**WHAT IS ASKED**
A - Translate the following sentence from the forum excerpt on Java synchronization into German: "The next test is to disable hyperthreading."
B - In the records, convert the lines into a JSON list of strings, one string per line, leaving out blank lines. Start with the line containing "Target — church tower" and continue through the final line of the records, with both ends included.

**PASSAGE PROVIDED**
▽

HotSpot has some (benchmark-driven?) optimizations for this case. It's
hard to not hit them when using simple tests on String and
ConcurrentHashMap.

> ?!?!
>
> > Many of the basic Sun Java classes are synchronized.
>
> Practically only old ones that you should not be using anymore
> anyway.
>
> Arne

Properties is a biggie. A brute-force replacement of Properties caused
the system throughput to collapse to almost nothing in Spring's
ResourceBundleMessageSource. There's definitely a JVM/OS problem. The
next test is to disable hyperthreading.

△

**LISTING**
▽

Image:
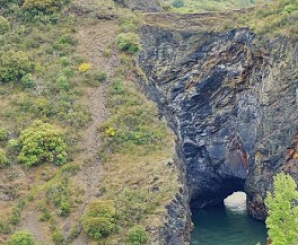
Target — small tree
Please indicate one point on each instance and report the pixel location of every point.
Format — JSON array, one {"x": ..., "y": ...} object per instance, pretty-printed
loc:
[
  {"x": 137, "y": 235},
  {"x": 42, "y": 143},
  {"x": 178, "y": 3},
  {"x": 14, "y": 65},
  {"x": 98, "y": 220},
  {"x": 282, "y": 220},
  {"x": 4, "y": 25},
  {"x": 46, "y": 6},
  {"x": 3, "y": 158},
  {"x": 22, "y": 238},
  {"x": 129, "y": 42}
]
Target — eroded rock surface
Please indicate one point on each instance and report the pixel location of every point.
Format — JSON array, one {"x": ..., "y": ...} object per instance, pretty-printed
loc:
[{"x": 232, "y": 100}]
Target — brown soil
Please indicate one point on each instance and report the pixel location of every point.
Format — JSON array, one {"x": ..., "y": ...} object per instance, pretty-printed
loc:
[{"x": 93, "y": 40}]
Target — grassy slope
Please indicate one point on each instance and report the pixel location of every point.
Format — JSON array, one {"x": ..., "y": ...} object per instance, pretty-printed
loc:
[{"x": 139, "y": 176}]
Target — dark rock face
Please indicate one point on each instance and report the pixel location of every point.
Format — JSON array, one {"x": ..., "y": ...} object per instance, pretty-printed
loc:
[
  {"x": 144, "y": 5},
  {"x": 232, "y": 101}
]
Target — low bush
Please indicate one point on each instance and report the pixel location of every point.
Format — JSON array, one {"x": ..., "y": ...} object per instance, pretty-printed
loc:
[
  {"x": 3, "y": 158},
  {"x": 98, "y": 220},
  {"x": 137, "y": 235},
  {"x": 3, "y": 134},
  {"x": 14, "y": 65},
  {"x": 45, "y": 6},
  {"x": 42, "y": 143},
  {"x": 128, "y": 42},
  {"x": 59, "y": 195},
  {"x": 84, "y": 67},
  {"x": 4, "y": 25},
  {"x": 28, "y": 81},
  {"x": 22, "y": 238}
]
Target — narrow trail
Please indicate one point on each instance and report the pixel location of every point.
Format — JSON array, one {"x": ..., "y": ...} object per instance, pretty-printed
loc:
[
  {"x": 92, "y": 43},
  {"x": 93, "y": 40}
]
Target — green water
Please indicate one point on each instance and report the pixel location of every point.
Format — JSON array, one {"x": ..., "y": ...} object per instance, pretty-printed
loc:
[{"x": 222, "y": 226}]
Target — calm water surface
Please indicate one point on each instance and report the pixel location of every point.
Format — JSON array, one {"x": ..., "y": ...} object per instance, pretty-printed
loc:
[{"x": 223, "y": 225}]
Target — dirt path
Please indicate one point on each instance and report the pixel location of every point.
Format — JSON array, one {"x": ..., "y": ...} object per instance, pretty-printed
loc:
[{"x": 93, "y": 41}]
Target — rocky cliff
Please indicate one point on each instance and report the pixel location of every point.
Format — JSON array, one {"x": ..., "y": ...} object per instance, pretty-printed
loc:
[{"x": 232, "y": 101}]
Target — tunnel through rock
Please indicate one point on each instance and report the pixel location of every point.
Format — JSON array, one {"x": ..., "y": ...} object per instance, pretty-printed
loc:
[{"x": 233, "y": 110}]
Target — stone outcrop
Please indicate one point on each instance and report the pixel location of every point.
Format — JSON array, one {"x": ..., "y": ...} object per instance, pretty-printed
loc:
[
  {"x": 232, "y": 101},
  {"x": 148, "y": 5}
]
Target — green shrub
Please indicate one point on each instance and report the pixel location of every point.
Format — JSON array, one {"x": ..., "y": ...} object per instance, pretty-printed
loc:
[
  {"x": 22, "y": 238},
  {"x": 3, "y": 134},
  {"x": 97, "y": 76},
  {"x": 46, "y": 6},
  {"x": 28, "y": 81},
  {"x": 98, "y": 228},
  {"x": 178, "y": 3},
  {"x": 98, "y": 220},
  {"x": 57, "y": 237},
  {"x": 59, "y": 195},
  {"x": 282, "y": 211},
  {"x": 13, "y": 145},
  {"x": 3, "y": 158},
  {"x": 42, "y": 143},
  {"x": 137, "y": 235},
  {"x": 63, "y": 83},
  {"x": 4, "y": 25},
  {"x": 129, "y": 42},
  {"x": 14, "y": 65}
]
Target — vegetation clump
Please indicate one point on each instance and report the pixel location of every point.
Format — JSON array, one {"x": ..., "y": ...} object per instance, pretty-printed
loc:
[
  {"x": 128, "y": 42},
  {"x": 3, "y": 134},
  {"x": 4, "y": 25},
  {"x": 282, "y": 207},
  {"x": 42, "y": 143},
  {"x": 22, "y": 238},
  {"x": 99, "y": 219},
  {"x": 84, "y": 67},
  {"x": 14, "y": 65},
  {"x": 46, "y": 6},
  {"x": 137, "y": 235},
  {"x": 3, "y": 158}
]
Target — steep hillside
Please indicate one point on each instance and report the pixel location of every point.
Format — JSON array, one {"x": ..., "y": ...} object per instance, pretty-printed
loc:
[
  {"x": 98, "y": 143},
  {"x": 87, "y": 157}
]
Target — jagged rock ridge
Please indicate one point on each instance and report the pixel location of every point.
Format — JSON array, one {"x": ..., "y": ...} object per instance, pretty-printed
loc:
[{"x": 232, "y": 100}]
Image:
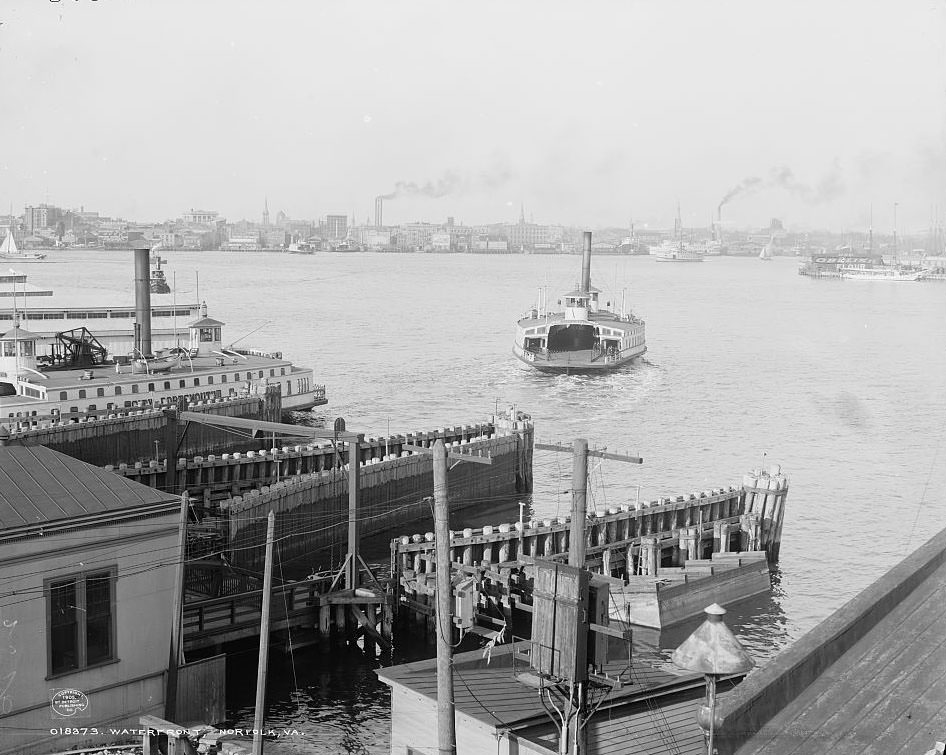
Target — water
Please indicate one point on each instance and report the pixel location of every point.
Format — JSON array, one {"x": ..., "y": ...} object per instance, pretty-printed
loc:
[{"x": 841, "y": 382}]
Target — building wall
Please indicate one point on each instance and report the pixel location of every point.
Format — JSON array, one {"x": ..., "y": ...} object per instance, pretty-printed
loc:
[{"x": 142, "y": 552}]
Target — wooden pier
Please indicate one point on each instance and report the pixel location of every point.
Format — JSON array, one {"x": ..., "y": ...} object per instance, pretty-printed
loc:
[
  {"x": 629, "y": 545},
  {"x": 302, "y": 612}
]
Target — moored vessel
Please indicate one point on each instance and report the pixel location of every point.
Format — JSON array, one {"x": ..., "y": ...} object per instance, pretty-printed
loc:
[
  {"x": 894, "y": 273},
  {"x": 93, "y": 365},
  {"x": 582, "y": 337}
]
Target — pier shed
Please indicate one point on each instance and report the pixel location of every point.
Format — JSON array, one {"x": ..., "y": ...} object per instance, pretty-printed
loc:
[
  {"x": 870, "y": 679},
  {"x": 87, "y": 570},
  {"x": 654, "y": 714}
]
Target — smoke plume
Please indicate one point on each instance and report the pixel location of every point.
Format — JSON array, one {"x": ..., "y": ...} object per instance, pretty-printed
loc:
[
  {"x": 453, "y": 182},
  {"x": 829, "y": 187}
]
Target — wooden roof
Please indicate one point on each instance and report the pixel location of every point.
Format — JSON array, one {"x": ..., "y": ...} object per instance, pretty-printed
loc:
[
  {"x": 871, "y": 678},
  {"x": 886, "y": 695},
  {"x": 39, "y": 486},
  {"x": 637, "y": 718}
]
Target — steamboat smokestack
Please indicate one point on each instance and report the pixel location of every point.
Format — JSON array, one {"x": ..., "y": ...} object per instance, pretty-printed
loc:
[
  {"x": 143, "y": 298},
  {"x": 586, "y": 264}
]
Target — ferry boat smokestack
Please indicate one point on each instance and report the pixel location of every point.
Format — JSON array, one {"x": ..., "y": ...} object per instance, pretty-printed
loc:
[
  {"x": 586, "y": 264},
  {"x": 143, "y": 298}
]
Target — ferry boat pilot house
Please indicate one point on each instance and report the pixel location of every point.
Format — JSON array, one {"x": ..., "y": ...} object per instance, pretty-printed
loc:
[
  {"x": 206, "y": 336},
  {"x": 17, "y": 356}
]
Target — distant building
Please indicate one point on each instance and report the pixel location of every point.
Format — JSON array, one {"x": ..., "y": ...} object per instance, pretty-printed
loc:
[
  {"x": 440, "y": 241},
  {"x": 40, "y": 217},
  {"x": 490, "y": 243},
  {"x": 201, "y": 217},
  {"x": 274, "y": 238},
  {"x": 243, "y": 242},
  {"x": 88, "y": 579},
  {"x": 334, "y": 226}
]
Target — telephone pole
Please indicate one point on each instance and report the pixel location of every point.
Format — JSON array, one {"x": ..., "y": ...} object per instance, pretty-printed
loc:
[
  {"x": 264, "y": 639},
  {"x": 446, "y": 716},
  {"x": 574, "y": 734}
]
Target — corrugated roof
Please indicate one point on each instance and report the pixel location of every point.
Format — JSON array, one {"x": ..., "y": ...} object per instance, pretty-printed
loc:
[
  {"x": 489, "y": 691},
  {"x": 40, "y": 486}
]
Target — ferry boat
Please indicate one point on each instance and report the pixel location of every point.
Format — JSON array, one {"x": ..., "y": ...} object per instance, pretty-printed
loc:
[
  {"x": 677, "y": 252},
  {"x": 585, "y": 337},
  {"x": 90, "y": 368},
  {"x": 10, "y": 251},
  {"x": 159, "y": 283},
  {"x": 881, "y": 273}
]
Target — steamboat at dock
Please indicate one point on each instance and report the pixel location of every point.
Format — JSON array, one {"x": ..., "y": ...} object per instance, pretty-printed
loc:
[
  {"x": 85, "y": 367},
  {"x": 583, "y": 337}
]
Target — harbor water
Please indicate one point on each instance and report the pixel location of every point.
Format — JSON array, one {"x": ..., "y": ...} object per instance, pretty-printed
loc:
[{"x": 843, "y": 383}]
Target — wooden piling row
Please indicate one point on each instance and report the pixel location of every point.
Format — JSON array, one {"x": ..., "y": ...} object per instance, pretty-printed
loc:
[
  {"x": 622, "y": 542},
  {"x": 218, "y": 477}
]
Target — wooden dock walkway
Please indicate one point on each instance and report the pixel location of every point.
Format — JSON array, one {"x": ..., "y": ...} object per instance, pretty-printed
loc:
[
  {"x": 326, "y": 616},
  {"x": 627, "y": 544}
]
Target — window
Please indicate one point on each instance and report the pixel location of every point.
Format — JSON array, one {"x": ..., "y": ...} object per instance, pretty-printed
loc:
[{"x": 81, "y": 621}]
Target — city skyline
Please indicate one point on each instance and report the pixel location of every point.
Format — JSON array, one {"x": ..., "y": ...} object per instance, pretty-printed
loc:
[{"x": 808, "y": 113}]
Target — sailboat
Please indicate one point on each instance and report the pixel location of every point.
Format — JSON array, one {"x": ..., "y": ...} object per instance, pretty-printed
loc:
[
  {"x": 766, "y": 253},
  {"x": 9, "y": 250}
]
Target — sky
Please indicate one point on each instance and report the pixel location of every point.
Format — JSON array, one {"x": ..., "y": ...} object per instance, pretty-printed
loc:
[{"x": 822, "y": 114}]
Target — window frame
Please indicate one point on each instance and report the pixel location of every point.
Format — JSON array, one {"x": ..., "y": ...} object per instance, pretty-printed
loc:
[{"x": 80, "y": 579}]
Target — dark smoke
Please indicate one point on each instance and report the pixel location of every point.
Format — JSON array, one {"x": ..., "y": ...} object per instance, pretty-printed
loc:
[
  {"x": 452, "y": 182},
  {"x": 829, "y": 187}
]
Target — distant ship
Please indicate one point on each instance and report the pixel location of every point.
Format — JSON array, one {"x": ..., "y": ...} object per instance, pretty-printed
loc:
[
  {"x": 9, "y": 250},
  {"x": 584, "y": 337},
  {"x": 677, "y": 252},
  {"x": 766, "y": 254},
  {"x": 882, "y": 273},
  {"x": 159, "y": 284}
]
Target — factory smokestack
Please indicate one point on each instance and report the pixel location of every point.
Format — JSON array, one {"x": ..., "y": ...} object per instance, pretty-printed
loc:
[
  {"x": 586, "y": 264},
  {"x": 143, "y": 298}
]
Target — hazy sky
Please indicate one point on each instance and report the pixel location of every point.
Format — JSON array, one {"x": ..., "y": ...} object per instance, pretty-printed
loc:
[{"x": 589, "y": 113}]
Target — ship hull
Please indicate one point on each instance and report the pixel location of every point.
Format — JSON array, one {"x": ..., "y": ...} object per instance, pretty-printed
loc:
[{"x": 576, "y": 361}]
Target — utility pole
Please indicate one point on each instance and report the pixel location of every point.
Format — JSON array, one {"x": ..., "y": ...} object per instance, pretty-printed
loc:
[
  {"x": 576, "y": 537},
  {"x": 175, "y": 658},
  {"x": 446, "y": 716},
  {"x": 264, "y": 639},
  {"x": 573, "y": 735}
]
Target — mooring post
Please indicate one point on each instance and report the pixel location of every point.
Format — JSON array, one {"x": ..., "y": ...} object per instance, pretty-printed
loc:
[
  {"x": 174, "y": 659},
  {"x": 446, "y": 723},
  {"x": 353, "y": 560},
  {"x": 264, "y": 638},
  {"x": 576, "y": 545}
]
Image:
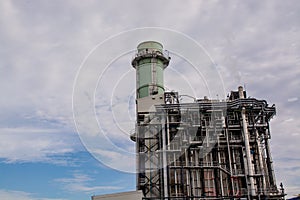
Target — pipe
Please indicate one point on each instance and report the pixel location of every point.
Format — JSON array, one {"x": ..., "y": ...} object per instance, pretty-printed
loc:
[
  {"x": 247, "y": 144},
  {"x": 165, "y": 164}
]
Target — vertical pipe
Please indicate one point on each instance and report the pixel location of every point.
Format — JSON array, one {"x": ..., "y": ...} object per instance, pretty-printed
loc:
[
  {"x": 220, "y": 172},
  {"x": 229, "y": 156},
  {"x": 165, "y": 164},
  {"x": 261, "y": 164},
  {"x": 247, "y": 145}
]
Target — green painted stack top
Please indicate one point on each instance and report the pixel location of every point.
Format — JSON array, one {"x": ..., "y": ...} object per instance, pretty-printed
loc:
[{"x": 150, "y": 62}]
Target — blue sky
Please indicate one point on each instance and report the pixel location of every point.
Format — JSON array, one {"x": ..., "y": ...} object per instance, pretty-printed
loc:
[{"x": 43, "y": 48}]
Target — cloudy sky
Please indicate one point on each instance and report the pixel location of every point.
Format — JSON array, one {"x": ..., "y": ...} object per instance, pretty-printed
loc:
[{"x": 50, "y": 54}]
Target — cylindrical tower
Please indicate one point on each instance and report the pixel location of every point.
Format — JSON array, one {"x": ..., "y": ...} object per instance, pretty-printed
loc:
[{"x": 150, "y": 62}]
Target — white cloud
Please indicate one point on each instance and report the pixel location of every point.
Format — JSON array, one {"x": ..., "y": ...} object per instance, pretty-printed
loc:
[
  {"x": 82, "y": 183},
  {"x": 20, "y": 195},
  {"x": 254, "y": 43},
  {"x": 28, "y": 144}
]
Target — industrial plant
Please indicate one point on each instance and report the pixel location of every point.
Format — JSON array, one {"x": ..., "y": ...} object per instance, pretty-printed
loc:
[{"x": 206, "y": 149}]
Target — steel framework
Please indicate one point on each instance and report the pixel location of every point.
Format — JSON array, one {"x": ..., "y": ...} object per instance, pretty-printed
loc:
[{"x": 208, "y": 149}]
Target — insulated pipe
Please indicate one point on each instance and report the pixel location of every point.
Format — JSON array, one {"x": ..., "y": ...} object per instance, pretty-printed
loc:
[
  {"x": 150, "y": 62},
  {"x": 247, "y": 144}
]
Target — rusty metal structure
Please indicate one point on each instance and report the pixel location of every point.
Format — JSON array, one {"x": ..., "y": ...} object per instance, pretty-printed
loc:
[{"x": 207, "y": 149}]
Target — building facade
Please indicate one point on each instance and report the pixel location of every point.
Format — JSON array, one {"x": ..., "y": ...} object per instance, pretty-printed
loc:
[{"x": 207, "y": 149}]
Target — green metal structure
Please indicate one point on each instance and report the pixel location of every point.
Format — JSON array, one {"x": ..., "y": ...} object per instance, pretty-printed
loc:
[{"x": 150, "y": 62}]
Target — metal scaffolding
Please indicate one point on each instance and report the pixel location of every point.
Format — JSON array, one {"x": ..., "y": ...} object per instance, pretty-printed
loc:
[{"x": 209, "y": 149}]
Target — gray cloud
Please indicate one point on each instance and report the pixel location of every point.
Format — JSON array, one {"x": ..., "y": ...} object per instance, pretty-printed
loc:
[{"x": 253, "y": 43}]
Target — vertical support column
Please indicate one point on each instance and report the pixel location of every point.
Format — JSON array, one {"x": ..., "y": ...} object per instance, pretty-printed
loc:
[
  {"x": 247, "y": 145},
  {"x": 165, "y": 164}
]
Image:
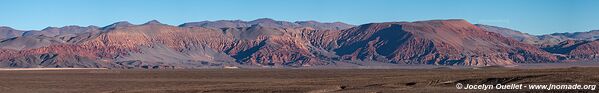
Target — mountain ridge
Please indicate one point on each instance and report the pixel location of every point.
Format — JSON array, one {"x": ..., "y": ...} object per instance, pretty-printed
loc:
[{"x": 268, "y": 43}]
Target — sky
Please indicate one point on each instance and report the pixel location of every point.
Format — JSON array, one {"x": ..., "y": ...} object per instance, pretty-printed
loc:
[{"x": 530, "y": 16}]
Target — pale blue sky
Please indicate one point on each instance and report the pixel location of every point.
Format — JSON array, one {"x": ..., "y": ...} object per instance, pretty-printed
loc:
[{"x": 531, "y": 16}]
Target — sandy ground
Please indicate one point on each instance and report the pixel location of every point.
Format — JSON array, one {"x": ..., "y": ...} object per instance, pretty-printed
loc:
[{"x": 286, "y": 80}]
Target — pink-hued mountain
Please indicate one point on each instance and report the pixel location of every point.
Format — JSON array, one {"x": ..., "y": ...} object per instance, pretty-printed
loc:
[{"x": 266, "y": 42}]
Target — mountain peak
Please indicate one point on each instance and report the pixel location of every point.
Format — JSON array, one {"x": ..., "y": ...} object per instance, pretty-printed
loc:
[
  {"x": 118, "y": 24},
  {"x": 6, "y": 27},
  {"x": 153, "y": 22}
]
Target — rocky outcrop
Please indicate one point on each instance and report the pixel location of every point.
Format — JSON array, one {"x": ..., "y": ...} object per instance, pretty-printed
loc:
[
  {"x": 7, "y": 32},
  {"x": 576, "y": 49},
  {"x": 267, "y": 22},
  {"x": 441, "y": 42},
  {"x": 266, "y": 42}
]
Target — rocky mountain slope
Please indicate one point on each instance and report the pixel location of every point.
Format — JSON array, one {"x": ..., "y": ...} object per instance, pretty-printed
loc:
[
  {"x": 266, "y": 42},
  {"x": 542, "y": 40}
]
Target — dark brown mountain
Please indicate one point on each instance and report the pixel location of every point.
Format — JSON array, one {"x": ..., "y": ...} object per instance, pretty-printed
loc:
[
  {"x": 542, "y": 40},
  {"x": 267, "y": 22},
  {"x": 576, "y": 49},
  {"x": 442, "y": 42},
  {"x": 517, "y": 35},
  {"x": 7, "y": 32},
  {"x": 267, "y": 43}
]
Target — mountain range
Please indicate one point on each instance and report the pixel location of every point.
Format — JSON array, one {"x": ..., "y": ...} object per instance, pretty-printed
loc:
[{"x": 270, "y": 43}]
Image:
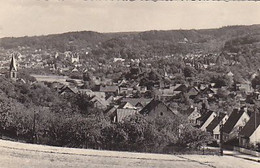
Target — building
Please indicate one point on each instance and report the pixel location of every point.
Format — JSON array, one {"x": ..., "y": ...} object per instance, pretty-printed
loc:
[
  {"x": 206, "y": 119},
  {"x": 250, "y": 133},
  {"x": 13, "y": 68},
  {"x": 214, "y": 126},
  {"x": 193, "y": 114},
  {"x": 157, "y": 108},
  {"x": 236, "y": 121}
]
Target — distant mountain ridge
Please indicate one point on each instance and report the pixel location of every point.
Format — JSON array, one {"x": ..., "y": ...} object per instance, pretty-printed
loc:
[{"x": 132, "y": 44}]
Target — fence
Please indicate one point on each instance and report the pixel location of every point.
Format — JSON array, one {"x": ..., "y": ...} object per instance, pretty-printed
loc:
[{"x": 247, "y": 151}]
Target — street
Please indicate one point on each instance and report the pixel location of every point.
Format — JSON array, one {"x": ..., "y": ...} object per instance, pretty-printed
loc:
[{"x": 19, "y": 155}]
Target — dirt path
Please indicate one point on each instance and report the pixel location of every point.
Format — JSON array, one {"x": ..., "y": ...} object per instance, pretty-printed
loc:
[{"x": 20, "y": 155}]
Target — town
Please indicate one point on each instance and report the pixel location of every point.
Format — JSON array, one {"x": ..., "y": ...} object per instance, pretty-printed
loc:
[{"x": 203, "y": 88}]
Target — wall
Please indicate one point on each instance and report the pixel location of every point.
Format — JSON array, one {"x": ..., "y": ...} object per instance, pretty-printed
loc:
[
  {"x": 255, "y": 137},
  {"x": 208, "y": 121},
  {"x": 247, "y": 151}
]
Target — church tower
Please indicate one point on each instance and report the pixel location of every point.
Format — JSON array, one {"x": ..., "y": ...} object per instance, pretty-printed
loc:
[{"x": 13, "y": 68}]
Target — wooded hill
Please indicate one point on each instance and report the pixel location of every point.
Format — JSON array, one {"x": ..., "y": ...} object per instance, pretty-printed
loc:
[{"x": 136, "y": 44}]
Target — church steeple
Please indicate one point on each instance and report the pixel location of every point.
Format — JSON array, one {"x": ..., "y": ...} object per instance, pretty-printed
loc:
[{"x": 13, "y": 68}]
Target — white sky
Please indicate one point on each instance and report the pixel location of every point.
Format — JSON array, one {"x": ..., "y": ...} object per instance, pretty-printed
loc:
[{"x": 39, "y": 17}]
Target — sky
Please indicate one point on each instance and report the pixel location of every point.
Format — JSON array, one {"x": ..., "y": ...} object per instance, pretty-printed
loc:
[{"x": 41, "y": 17}]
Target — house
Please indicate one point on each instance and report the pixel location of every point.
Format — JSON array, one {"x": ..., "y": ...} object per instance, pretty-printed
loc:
[
  {"x": 91, "y": 93},
  {"x": 111, "y": 112},
  {"x": 67, "y": 90},
  {"x": 206, "y": 119},
  {"x": 250, "y": 133},
  {"x": 99, "y": 102},
  {"x": 214, "y": 126},
  {"x": 180, "y": 88},
  {"x": 125, "y": 90},
  {"x": 157, "y": 108},
  {"x": 126, "y": 105},
  {"x": 236, "y": 121},
  {"x": 121, "y": 114},
  {"x": 136, "y": 101},
  {"x": 193, "y": 114},
  {"x": 109, "y": 90},
  {"x": 192, "y": 92}
]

△

**TASK RESPONSES**
A - Der nächste Test besteht darin, Hyperthreading zu deaktivieren.

B -
[
  "Target — church tower",
  "Please indicate one point on each instance and report the pixel location of every point.",
  "Format — JSON array, one {\"x\": ..., \"y\": ...} object per instance, pretty-printed",
  "loc:",
  "[{\"x\": 13, \"y\": 68}]",
  "Target — wooded hill",
  "Please indicate one point on each instance and report the pixel location of every point.",
  "Format — JSON array, one {\"x\": ..., \"y\": ...} object per instance, pretty-printed",
  "loc:",
  "[{\"x\": 136, \"y\": 44}]",
  "Target — church steeple",
  "Please indicate one point on each instance and report the pixel location of every point.",
  "Format — JSON array, one {\"x\": ..., \"y\": ...} object per instance, pretty-printed",
  "loc:",
  "[{\"x\": 13, \"y\": 68}]",
  "Target — white sky",
  "Please indicate one point on each instance and report the pixel location of every point.",
  "Format — JSON array, one {\"x\": ..., \"y\": ...} object per instance, pretty-printed",
  "loc:",
  "[{\"x\": 39, \"y\": 17}]",
  "Target — sky",
  "Please indicate one point on each instance and report the pixel location of every point.",
  "Format — JSON array, one {\"x\": ..., \"y\": ...} object per instance, pretty-printed",
  "loc:",
  "[{\"x\": 41, \"y\": 17}]",
  "Target — house",
  "Please indicate one point on each instance and report the pixel location of every point.",
  "Format — JSON array, one {\"x\": ..., \"y\": ...} object per instance, pretty-printed",
  "loc:",
  "[",
  "  {\"x\": 91, \"y\": 93},",
  "  {\"x\": 111, \"y\": 112},",
  "  {\"x\": 67, \"y\": 90},",
  "  {\"x\": 206, \"y\": 119},",
  "  {\"x\": 250, \"y\": 133},",
  "  {\"x\": 99, \"y\": 102},",
  "  {\"x\": 214, \"y\": 126},",
  "  {\"x\": 180, \"y\": 88},",
  "  {\"x\": 125, \"y\": 90},",
  "  {\"x\": 157, \"y\": 108},",
  "  {\"x\": 126, \"y\": 105},",
  "  {\"x\": 236, \"y\": 121},",
  "  {\"x\": 121, \"y\": 114},",
  "  {\"x\": 136, \"y\": 101},",
  "  {\"x\": 193, \"y\": 114},",
  "  {\"x\": 109, \"y\": 90},",
  "  {\"x\": 192, \"y\": 92}",
  "]"
]